▶ Bloco de texto
________________
Por Rachel Melamet    30 de março de 2005
A idéia é simples –um ouvido atento e uma voz anônima e amiga do outro lado da linha, com disposição para escutar sem questionar, repreender ou dar conselhos. Mas, para quem está desesperado, deprimido e sofrendo a ponto de desejar colocar um fim à própria vida, esse "amigo secreto" pode ser a tábua de salvação, a mão que ajuda a sair do fundo do poço.

Assim funciona o Programa de Valorização da Vida, que o País inteiro conhece como CVV, que comemora 43 anos de atividade gratuita e voluntária neste mês de março. Um trabalho feito por mais de três mil voluntários anônimos, que atuam em 58 postos de atendimento, em 50 cidades de 17 Estados brasileiros e do Distrito Federal. Em 2004, eles atenderam a quase um milhão de telefonemas –uma ligação a cada 33 segundos.
________________
▶ Amostra de dados
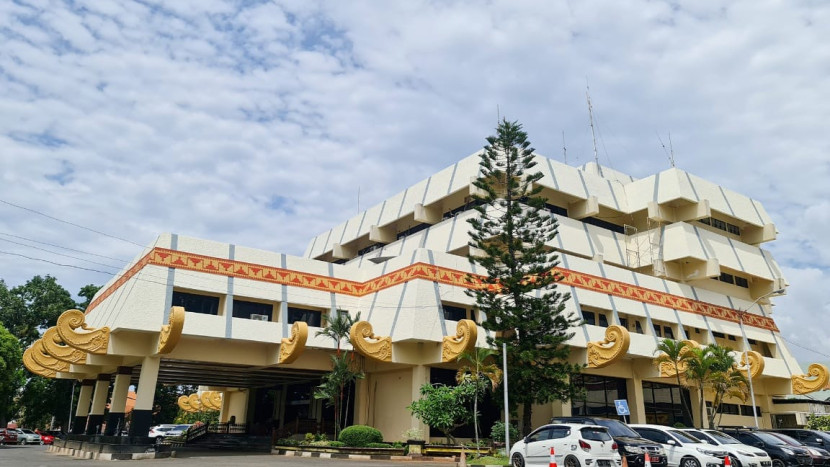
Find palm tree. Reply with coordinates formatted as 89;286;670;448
455;348;502;453
654;339;694;424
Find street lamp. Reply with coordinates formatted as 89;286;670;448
738;289;784;429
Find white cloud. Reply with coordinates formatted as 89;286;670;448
0;0;830;362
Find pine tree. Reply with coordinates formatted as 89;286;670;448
468;119;582;434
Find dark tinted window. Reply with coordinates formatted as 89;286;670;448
579;428;611;441
173;291;219;315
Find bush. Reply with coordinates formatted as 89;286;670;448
338;425;383;448
366;443;392;448
490;422;519;443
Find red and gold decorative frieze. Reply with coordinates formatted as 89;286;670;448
87;248;778;331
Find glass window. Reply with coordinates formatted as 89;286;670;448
288;306;323;328
173;291;219;315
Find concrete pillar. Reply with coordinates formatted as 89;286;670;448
72;379;95;435
86;374;111;435
130;357;160;436
625;373;646;423
104;366;133;436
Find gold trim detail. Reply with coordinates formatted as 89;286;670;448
40;326;86;364
441;319;478;362
23;347;57;378
158;306;184;353
657;339;701;378
349;321;392;362
741;350;766;379
32;339;69;371
55;310;110;355
588;324;631;368
277;321;308;363
792;363;830;394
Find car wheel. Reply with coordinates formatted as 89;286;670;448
510;452;525;467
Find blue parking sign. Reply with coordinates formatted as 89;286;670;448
614;399;631;415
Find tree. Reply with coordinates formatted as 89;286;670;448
455;348;502;450
654;339;694;428
0;324;24;426
468;119;583;433
407;383;476;444
314;310;363;439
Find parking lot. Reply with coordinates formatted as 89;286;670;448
0;446;455;467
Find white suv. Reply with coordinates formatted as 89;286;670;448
629;425;726;467
683;428;772;467
510;423;622;467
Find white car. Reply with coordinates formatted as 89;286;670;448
629;425;726;467
682;428;772;467
17;428;43;444
510;423;622;467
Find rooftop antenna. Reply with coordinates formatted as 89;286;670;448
585;82;602;175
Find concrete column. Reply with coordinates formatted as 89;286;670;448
72;379;95;435
86;374;111;435
130;357;159;436
104;366;133;436
625;373;646;423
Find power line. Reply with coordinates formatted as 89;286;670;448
0;199;144;248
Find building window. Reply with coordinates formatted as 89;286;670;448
173;291;219;315
288;306;323;328
233;299;274;321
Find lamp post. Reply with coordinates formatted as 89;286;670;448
738;289;784;429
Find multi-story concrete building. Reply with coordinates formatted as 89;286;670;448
26;154;827;440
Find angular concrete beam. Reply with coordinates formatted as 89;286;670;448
415;203;444;225
568;196;599;219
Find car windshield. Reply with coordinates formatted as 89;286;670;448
666;430;703;443
596;418;642;438
579;428;611;441
703;430;741;444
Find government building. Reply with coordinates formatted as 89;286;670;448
24;153;828;441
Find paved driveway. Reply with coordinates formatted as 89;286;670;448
0;446;455;467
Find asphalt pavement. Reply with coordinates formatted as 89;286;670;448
0;446;462;467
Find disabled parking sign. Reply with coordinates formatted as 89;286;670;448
614;399;631;416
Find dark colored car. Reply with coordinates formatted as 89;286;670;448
550;416;667;467
721;428;813;467
772;428;830;449
0;428;17;444
771;432;830;467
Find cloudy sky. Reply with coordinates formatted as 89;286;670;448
0;0;830;361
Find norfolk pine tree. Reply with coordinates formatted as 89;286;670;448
468;119;583;434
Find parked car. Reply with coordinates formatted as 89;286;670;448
631;425;727;467
771;432;830;467
681;428;772;467
721;428;813;467
510;423;622;467
0;428;17;444
550;416;666;467
17;428;43;444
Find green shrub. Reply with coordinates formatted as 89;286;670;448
338;425;383;448
366;443;392;448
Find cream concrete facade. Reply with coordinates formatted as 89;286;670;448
24;154;821;440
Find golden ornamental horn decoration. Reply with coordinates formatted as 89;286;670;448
792;363;830;394
158;306;184;353
741;350;765;379
441;319;478;362
277;321;308;363
349;321;392;362
588;325;631;368
55;310;110;355
40;326;86;364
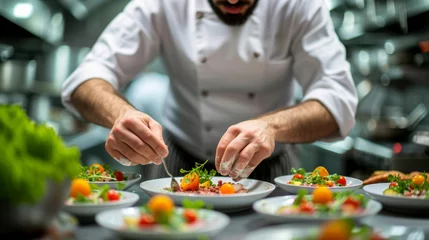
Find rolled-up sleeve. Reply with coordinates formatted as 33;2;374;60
61;0;161;116
291;0;358;141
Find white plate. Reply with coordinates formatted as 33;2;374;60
63;191;140;217
95;207;230;239
363;183;429;212
89;173;142;190
140;177;276;212
274;174;363;194
253;195;382;222
244;224;425;240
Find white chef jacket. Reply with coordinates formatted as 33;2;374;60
62;0;357;161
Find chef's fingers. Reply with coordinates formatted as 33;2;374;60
112;126;160;163
106;135;151;165
234;151;267;181
229;143;259;179
123;118;168;158
219;134;250;176
215;129;239;173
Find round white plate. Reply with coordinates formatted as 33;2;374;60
243;224;425;240
274;174;363;194
253;195;382;222
363;183;429;212
140;177;276;212
95;207;230;239
89;173;142;190
63;191;140;217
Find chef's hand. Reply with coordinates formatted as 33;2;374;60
216;119;275;181
106;110;168;165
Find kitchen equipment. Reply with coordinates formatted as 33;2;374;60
0;59;37;92
162;159;180;192
0;180;70;236
361;103;428;141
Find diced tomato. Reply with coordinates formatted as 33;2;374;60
139;214;155;227
183;209;198;223
114;170;124;181
299;202;314;213
107;189;120;201
344;197;360;208
337;176;347;186
293;173;304;179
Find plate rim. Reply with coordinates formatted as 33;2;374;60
94;206;231;237
139;176;276;199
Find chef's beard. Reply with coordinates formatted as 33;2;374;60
208;0;258;26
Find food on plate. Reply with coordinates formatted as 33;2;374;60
66;178;123;205
0;105;80;206
363;171;429;185
294;219;385;240
288;167;347;187
383;173;429;199
76;163;127;182
277;187;368;216
165;160;248;195
124;195;205;231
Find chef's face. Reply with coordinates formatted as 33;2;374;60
208;0;258;25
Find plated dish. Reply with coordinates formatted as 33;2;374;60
253;187;382;222
274;166;363;194
95;195;230;239
63;179;139;217
76;163;141;190
244;220;425;240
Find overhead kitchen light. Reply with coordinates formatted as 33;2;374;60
13;3;33;18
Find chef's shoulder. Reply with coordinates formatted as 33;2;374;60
126;0;188;15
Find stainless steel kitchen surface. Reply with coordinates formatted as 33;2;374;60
0;0;429;239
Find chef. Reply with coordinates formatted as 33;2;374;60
62;0;357;181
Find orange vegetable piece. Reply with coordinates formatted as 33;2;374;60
313;187;333;204
89;163;104;174
318;220;352;240
180;172;200;191
412;175;425;185
70;178;91;198
219;183;235;194
147;195;174;218
311;166;329;177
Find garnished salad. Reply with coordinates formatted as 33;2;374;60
294;219;385;240
277;187;368;216
66;178;123;205
383;173;429;199
165;160;248;195
77;163;127;182
124;195;205;231
288;167;347;187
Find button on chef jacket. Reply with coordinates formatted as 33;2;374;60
62;0;357;161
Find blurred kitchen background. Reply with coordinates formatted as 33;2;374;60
0;0;429;177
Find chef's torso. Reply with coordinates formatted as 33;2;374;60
159;0;293;160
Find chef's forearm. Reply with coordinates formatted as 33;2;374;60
71;79;134;128
260;101;339;143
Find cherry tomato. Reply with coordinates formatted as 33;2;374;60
114;170;124;181
299;202;314;213
139;214;155;227
344;197;360;208
293;173;304;179
413;175;425;185
337;176;347;186
107;189;120;201
89;163;104;174
183;209;198;223
219;183;235;194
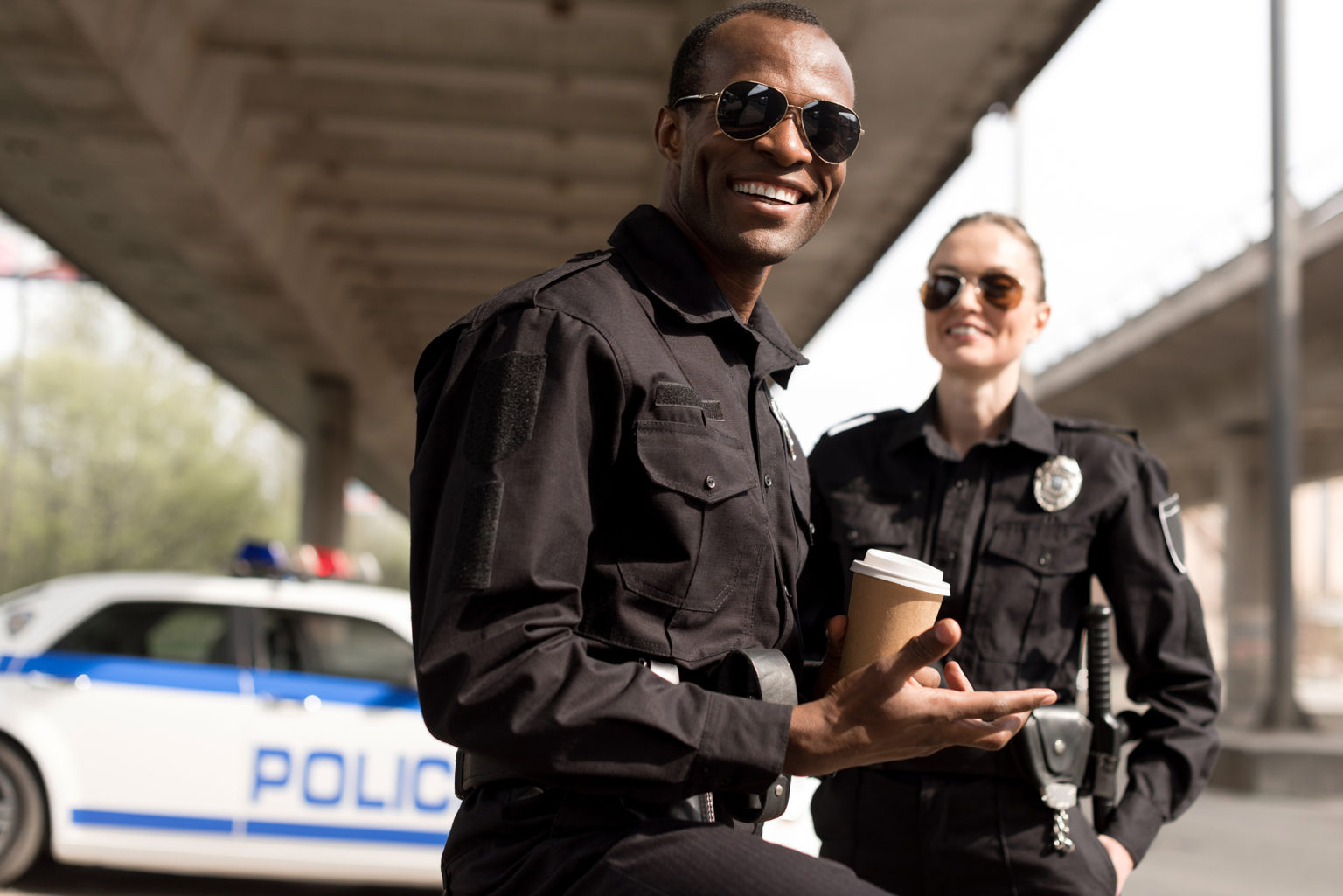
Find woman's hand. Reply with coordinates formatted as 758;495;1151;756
783;619;1057;775
1100;834;1133;896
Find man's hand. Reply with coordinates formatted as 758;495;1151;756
783;619;1057;775
1100;834;1133;896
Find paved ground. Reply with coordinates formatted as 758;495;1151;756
10;783;1343;896
767;781;1343;896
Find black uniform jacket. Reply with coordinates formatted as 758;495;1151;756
799;391;1220;858
411;205;810;801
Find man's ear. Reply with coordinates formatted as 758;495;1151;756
1030;302;1054;340
652;106;687;163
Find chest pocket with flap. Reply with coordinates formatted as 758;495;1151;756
618;420;769;613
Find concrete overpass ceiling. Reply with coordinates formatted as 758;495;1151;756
0;0;1096;508
1034;193;1343;504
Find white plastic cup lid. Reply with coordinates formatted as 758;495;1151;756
849;548;950;598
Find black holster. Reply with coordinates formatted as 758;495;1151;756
1012;705;1092;799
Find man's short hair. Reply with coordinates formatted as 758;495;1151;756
667;0;824;106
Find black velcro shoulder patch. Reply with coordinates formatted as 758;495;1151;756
464;352;546;466
447;480;504;588
1054;416;1143;448
652;383;699;407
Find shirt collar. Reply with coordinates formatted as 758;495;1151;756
607;205;807;387
887;387;1058;455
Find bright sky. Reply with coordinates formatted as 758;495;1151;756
784;0;1343;448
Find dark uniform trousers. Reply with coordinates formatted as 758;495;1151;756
799;392;1220;896
411;207;877;896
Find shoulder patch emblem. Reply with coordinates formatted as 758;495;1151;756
1035;454;1082;513
1156;491;1188;575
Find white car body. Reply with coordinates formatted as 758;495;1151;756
0;573;458;886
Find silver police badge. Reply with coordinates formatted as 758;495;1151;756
1035;454;1082;513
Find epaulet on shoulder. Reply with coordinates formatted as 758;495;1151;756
820;408;908;440
532;248;611;288
1054;416;1143;448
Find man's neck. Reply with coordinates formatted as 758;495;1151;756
658;203;771;323
937;367;1019;454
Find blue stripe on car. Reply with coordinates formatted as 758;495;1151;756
70;809;233;834
70;809;447;849
246;821;447;849
0;650;419;711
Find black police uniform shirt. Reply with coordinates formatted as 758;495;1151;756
411;205;810;811
799;390;1220;860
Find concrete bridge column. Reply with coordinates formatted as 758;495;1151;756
1218;427;1273;728
300;375;355;548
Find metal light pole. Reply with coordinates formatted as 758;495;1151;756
1263;0;1307;729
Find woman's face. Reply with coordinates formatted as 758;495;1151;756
924;220;1049;376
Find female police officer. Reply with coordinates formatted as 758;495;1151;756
799;213;1218;896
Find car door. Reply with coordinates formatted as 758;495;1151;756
23;601;248;869
246;608;456;883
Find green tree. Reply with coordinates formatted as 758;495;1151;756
0;288;296;593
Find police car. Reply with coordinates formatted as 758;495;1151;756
0;561;456;886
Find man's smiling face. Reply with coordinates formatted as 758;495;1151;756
659;13;854;268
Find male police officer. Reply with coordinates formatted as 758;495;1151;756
411;3;1053;896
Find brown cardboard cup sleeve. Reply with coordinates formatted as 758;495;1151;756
839;550;950;676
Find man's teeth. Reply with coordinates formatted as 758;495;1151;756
732;183;802;205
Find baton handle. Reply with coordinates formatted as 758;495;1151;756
1087;603;1115;723
1087;603;1128;833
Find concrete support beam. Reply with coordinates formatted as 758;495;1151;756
300;375;355;548
1218;427;1273;726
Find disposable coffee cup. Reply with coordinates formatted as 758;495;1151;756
839;550;950;676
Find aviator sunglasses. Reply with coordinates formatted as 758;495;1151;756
919;274;1022;312
672;80;862;165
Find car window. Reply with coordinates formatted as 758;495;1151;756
261;610;415;686
53;601;233;665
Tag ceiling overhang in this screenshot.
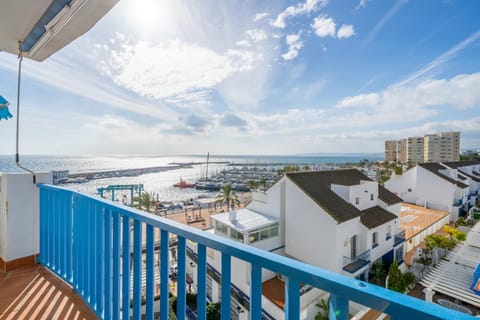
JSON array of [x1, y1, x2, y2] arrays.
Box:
[[0, 0, 118, 61]]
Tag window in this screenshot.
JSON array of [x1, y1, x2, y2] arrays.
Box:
[[215, 221, 228, 235], [395, 246, 403, 265], [230, 228, 243, 242], [372, 232, 378, 249], [385, 225, 392, 241], [248, 223, 279, 243]]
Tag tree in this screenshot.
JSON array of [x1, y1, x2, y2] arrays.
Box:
[[388, 260, 405, 293], [138, 192, 153, 212], [207, 302, 222, 320], [217, 184, 240, 211], [247, 180, 257, 190], [315, 299, 330, 320]]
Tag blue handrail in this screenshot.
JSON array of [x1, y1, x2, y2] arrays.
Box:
[[39, 185, 473, 320]]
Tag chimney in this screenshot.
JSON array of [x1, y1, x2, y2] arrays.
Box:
[[228, 210, 237, 222]]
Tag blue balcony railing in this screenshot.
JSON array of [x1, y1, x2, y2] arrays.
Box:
[[343, 250, 370, 273], [393, 230, 405, 247], [39, 185, 473, 320]]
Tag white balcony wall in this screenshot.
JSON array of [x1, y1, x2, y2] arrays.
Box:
[[0, 172, 52, 262]]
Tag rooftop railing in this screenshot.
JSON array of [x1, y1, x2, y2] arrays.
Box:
[[39, 185, 473, 320], [343, 249, 370, 273], [393, 230, 405, 247]]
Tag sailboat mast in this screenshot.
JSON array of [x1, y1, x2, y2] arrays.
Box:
[[205, 152, 210, 183]]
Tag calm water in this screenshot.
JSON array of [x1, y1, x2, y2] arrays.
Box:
[[0, 154, 382, 201]]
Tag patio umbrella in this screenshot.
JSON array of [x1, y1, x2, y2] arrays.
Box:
[[0, 96, 12, 120]]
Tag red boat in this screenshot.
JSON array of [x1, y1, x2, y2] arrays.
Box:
[[173, 178, 195, 189]]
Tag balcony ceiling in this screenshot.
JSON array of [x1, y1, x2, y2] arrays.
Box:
[[0, 0, 118, 61]]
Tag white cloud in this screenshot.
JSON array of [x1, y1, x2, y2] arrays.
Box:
[[366, 0, 408, 43], [312, 15, 335, 38], [272, 0, 328, 29], [337, 24, 355, 39], [97, 34, 256, 99], [337, 73, 480, 112], [245, 29, 268, 42], [253, 12, 270, 22], [282, 33, 303, 60], [395, 30, 480, 86], [355, 0, 367, 10]]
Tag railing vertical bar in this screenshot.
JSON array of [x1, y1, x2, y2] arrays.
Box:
[[221, 252, 232, 320], [329, 293, 349, 320], [250, 264, 262, 320], [103, 209, 112, 319], [38, 189, 48, 264], [177, 236, 187, 319], [72, 196, 82, 292], [197, 243, 207, 320], [66, 193, 75, 284], [133, 219, 142, 320], [57, 193, 67, 278], [51, 194, 58, 271], [145, 224, 155, 320], [122, 215, 130, 319], [112, 211, 120, 320], [160, 230, 169, 319], [285, 278, 300, 320], [90, 202, 100, 310]]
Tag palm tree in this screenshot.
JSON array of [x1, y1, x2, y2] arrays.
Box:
[[247, 180, 257, 190], [217, 184, 240, 211], [138, 192, 153, 212]]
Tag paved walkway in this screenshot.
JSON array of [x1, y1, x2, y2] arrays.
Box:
[[0, 265, 97, 320]]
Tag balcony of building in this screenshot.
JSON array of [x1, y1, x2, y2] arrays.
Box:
[[393, 230, 405, 247], [343, 250, 370, 273], [2, 176, 471, 319]]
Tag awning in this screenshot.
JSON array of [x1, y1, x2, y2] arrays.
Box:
[[0, 96, 12, 120]]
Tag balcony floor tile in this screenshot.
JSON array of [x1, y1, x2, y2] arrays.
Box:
[[0, 265, 97, 320]]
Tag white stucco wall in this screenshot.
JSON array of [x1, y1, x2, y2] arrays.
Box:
[[384, 167, 418, 203], [285, 180, 343, 271], [0, 172, 52, 262]]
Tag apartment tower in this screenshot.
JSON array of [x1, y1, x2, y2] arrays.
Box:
[[385, 132, 460, 163]]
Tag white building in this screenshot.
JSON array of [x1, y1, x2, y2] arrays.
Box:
[[385, 160, 480, 221], [189, 169, 404, 319]]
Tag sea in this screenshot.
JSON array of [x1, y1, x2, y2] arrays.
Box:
[[0, 154, 383, 202]]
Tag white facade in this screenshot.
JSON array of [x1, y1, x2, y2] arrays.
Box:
[[192, 169, 403, 319], [385, 164, 480, 221], [0, 173, 52, 263]]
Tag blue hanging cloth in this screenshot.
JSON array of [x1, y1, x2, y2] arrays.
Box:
[[0, 96, 12, 120]]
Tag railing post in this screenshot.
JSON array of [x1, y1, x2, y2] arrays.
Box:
[[160, 230, 169, 319], [329, 294, 348, 320], [221, 252, 231, 320], [133, 219, 142, 320], [145, 225, 155, 320], [122, 215, 130, 319], [177, 237, 187, 319], [250, 264, 262, 320], [197, 243, 207, 320], [285, 278, 300, 320]]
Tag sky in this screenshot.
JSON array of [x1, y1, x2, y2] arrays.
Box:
[[0, 0, 480, 155]]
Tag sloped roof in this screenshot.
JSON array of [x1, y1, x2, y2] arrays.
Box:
[[459, 170, 480, 182], [286, 169, 401, 223], [442, 160, 480, 169], [418, 162, 468, 189], [360, 206, 397, 229]]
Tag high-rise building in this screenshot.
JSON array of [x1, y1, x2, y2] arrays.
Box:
[[405, 137, 424, 163], [385, 140, 398, 162], [385, 132, 460, 163]]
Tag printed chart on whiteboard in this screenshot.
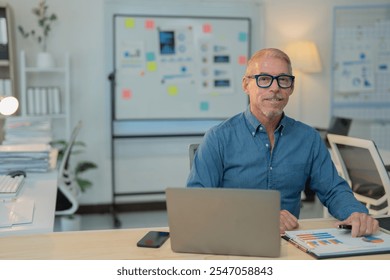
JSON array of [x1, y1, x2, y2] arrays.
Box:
[[114, 15, 250, 120], [331, 5, 390, 120]]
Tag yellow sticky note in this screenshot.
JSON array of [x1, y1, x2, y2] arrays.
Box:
[[146, 61, 157, 72], [125, 18, 135, 28], [167, 86, 179, 96]]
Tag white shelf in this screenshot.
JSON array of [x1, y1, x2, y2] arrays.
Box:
[[20, 51, 71, 139]]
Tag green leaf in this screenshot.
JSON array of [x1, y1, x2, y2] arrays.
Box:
[[75, 161, 97, 176]]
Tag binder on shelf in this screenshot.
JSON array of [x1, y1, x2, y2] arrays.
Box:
[[0, 143, 55, 174], [52, 87, 61, 114], [34, 88, 41, 115], [39, 88, 48, 115]]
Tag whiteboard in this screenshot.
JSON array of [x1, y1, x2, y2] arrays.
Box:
[[331, 5, 390, 120], [113, 14, 251, 120]]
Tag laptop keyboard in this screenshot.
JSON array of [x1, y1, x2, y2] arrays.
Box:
[[0, 175, 25, 199]]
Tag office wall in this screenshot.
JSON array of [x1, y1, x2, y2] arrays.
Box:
[[8, 0, 389, 204]]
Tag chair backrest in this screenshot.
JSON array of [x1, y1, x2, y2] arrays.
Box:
[[327, 134, 390, 215], [188, 144, 199, 169], [55, 121, 82, 215]]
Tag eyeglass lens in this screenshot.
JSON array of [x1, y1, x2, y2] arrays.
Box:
[[257, 75, 293, 88]]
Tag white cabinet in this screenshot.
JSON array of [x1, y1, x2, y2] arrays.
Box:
[[20, 51, 70, 140]]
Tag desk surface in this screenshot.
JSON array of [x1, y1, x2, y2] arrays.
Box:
[[0, 170, 57, 236], [0, 219, 390, 260]]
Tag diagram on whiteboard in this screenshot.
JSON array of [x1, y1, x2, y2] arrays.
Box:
[[332, 6, 390, 119], [114, 15, 250, 119]]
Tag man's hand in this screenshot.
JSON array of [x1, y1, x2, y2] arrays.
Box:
[[280, 210, 299, 234], [336, 212, 379, 237]]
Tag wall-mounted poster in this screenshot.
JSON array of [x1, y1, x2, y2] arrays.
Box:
[[114, 14, 250, 120]]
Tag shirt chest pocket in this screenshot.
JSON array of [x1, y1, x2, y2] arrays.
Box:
[[269, 163, 307, 193]]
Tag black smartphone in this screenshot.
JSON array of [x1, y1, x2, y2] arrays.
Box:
[[137, 231, 169, 248]]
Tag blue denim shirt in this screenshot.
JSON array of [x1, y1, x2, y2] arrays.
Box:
[[187, 108, 368, 220]]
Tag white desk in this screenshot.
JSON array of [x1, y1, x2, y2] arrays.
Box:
[[0, 219, 390, 260], [0, 170, 57, 236]]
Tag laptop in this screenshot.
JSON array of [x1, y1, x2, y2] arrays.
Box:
[[166, 188, 281, 257]]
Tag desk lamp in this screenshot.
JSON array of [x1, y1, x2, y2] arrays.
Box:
[[0, 96, 19, 116], [285, 41, 322, 119]]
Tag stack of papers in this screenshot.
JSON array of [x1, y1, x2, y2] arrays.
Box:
[[0, 199, 35, 227], [3, 116, 52, 145], [282, 228, 390, 259], [0, 144, 57, 174]]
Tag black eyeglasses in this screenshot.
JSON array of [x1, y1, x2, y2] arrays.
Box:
[[246, 74, 295, 88]]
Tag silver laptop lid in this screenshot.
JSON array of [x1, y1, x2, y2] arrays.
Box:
[[166, 188, 281, 257]]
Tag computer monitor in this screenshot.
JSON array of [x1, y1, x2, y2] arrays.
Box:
[[320, 116, 352, 148], [327, 134, 390, 214]]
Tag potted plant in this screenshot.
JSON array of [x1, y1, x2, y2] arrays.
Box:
[[50, 140, 97, 231], [18, 0, 57, 68]]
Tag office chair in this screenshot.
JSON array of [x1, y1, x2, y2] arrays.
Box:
[[327, 134, 390, 215], [189, 144, 199, 169], [55, 121, 82, 215]]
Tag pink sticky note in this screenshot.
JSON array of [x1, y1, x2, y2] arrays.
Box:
[[145, 19, 154, 29], [203, 23, 212, 33], [238, 55, 246, 65], [122, 89, 132, 99]]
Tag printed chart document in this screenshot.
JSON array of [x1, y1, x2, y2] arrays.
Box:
[[283, 228, 390, 259]]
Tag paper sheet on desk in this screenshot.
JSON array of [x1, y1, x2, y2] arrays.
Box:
[[0, 199, 35, 227]]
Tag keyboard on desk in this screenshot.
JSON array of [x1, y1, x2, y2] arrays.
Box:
[[0, 175, 25, 199]]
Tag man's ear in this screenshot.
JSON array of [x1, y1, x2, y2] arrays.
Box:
[[290, 82, 295, 96], [241, 76, 249, 94]]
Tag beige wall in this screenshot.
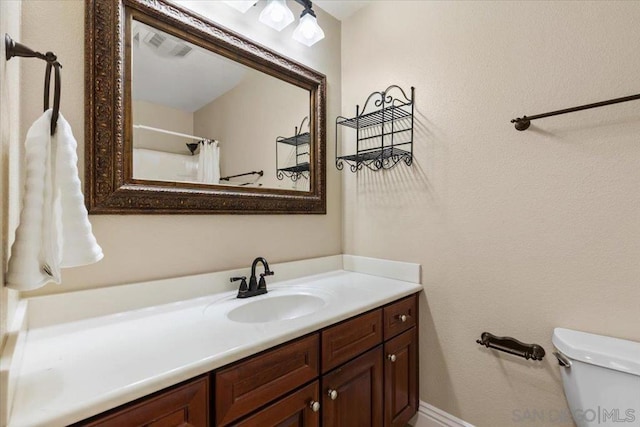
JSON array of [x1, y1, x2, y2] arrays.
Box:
________________
▶ Lista de tarefas
A – Segundo o texto sobre o CVV, quantos voluntários fazem esse trabalho?
B – Dê seguimento ao texto sobre o CVV a partir do ponto em que ele para.
Os itens não têm nenhum papel aqui.

▶ Respostas por tarefa
A – Mais de três mil voluntários anônimos.

B –
Os serviços do CVV são prestados por telefone –meio mais utilizado para atendimento, pessoalmente, pelo correio e, mais recentemente, também via e-mail. Em cada posto, que funciona 24 horas por dia, há de dois a quatro telefones, atendidos por 40 a 60 voluntários, em seis turnos diários de trabalho, de quatro horas cada. Para facilitar o acesso, os números do Centro de Valorização da Vida sempre terminam em 4111, precedidos do prefixo da região ou do bairro onde estão instalados.

A solidão –mesmo a de quem vive rodeado de pessoas– é o principal motivo que leva alguém a ligar para o CVV, conta o advogado Arthur, um dos porta-vozes da instituição e voluntário do posto do Jabaquara há 27 anos, onde atua ao lado da mulher, Marilu. Inicialmente, era uma maioria esmagadora de mulheres, mas Arthur observa que o número de homens vem crescendo a cada dia. "O conceito machista de que 'homem não chora' está ficando ultrapassado. Hoje, já temos uma proporção de 55% de ligações de mulheres e 45% de homens", calcula o voluntário.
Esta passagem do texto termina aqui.